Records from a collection

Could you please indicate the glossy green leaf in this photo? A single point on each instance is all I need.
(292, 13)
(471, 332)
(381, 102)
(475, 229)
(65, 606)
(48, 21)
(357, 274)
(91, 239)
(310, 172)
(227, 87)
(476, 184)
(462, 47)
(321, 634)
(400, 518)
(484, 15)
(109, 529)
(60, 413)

__BRIEF__
Please reproduce the listing above verbatim, with every line unchanged.

__ANSWER TO THE EXERCISE__
Could you please indicate the glossy green leaf in this photo? A single point on each instance is all I need.
(292, 13)
(471, 332)
(381, 102)
(475, 229)
(65, 606)
(48, 21)
(357, 274)
(91, 239)
(310, 172)
(227, 87)
(476, 184)
(462, 47)
(321, 634)
(400, 518)
(484, 15)
(109, 529)
(60, 413)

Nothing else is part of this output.